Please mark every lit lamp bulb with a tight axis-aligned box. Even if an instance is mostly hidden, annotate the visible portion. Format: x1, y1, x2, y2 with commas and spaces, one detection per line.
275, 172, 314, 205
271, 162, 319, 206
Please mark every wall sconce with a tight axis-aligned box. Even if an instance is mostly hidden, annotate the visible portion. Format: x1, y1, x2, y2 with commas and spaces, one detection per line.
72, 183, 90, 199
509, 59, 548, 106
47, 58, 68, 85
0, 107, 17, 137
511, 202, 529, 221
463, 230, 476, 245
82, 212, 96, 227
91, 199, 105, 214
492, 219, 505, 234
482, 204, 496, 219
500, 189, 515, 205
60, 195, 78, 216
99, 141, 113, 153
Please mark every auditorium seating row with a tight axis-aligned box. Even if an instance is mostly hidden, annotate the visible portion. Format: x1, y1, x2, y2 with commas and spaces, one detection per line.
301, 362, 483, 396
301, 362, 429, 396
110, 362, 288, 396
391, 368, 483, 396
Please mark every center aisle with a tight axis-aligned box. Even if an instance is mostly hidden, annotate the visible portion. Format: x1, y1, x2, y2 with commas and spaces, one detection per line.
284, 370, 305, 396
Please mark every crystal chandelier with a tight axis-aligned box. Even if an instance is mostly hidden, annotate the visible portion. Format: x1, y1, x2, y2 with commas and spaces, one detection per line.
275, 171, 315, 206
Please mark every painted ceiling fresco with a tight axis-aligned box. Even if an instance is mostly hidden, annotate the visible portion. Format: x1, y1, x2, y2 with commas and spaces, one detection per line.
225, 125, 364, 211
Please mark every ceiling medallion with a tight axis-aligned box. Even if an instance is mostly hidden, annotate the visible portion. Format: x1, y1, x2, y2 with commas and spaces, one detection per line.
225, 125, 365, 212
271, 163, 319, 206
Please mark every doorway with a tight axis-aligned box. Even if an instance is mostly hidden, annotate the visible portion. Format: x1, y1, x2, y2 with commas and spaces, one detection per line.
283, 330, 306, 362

################

> Problem requirements:
Reproduce the entries above in full by retyping them exactly.

> Response to the exercise:
Please mark every lit lamp bulb with a tight axis-aligned box. Even if an instance is mostly hidden, annotate the visible portion. Format: x1, y1, x2, y2 with commas and spaces, one detection per line.
275, 172, 314, 205
271, 162, 319, 206
Please mark every wall sconce with a tight axis-aligned box. Even if an instance is mostly hidden, annotate the visible portion. Format: x1, y1, x2, y2 with commas and spaces, one detection per line.
72, 183, 90, 199
509, 59, 548, 106
47, 58, 68, 85
0, 107, 17, 137
511, 202, 529, 221
463, 230, 476, 245
82, 212, 96, 227
91, 199, 105, 214
492, 219, 505, 234
482, 204, 496, 219
500, 189, 515, 205
60, 195, 78, 216
99, 141, 113, 153
Please mark every auditorium seating row with a tight axis-aligned box. Even if an instance is mostly hidden, annotate the visible portion. Format: x1, y1, x2, y2 with commas and spaces, one detection per line.
301, 362, 483, 396
301, 362, 429, 396
110, 362, 288, 396
391, 368, 483, 396
Please mark every center aisle with a tight axis-aligned box. Even if an instance is mostly hidden, annotate the visible portion. Format: x1, y1, x2, y2 with commas and spaces, one detection per line.
284, 370, 305, 396
Please mark every crystal chandelier with a tight axis-aligned box. Even if an instance is mostly hidden, annotate the visible portion. Format: x1, y1, x2, y2 with commas and spaces, one detection per line.
275, 171, 315, 206
Please mark every painted ceiling fresco with a tight axis-aligned box. Even if an instance is mostly hidden, annotate the visible portion. Format: x1, y1, x2, y2 with commas and spaces, one detection per line.
225, 125, 364, 211
Please mark every ceiling medallion with a tight axis-aligned box. Even if an instance is mostly hidden, annotate the visible portion. Format: x1, y1, x2, y2 with commas and spaces, one detection per line.
225, 125, 365, 212
271, 163, 319, 206
Please mark every doorway with a tight axis-aligned box. Even if an instance is mostly hidden, annotate the visible portion. Format: x1, y1, x2, y2 with commas and spaces, one detection per line.
283, 330, 306, 362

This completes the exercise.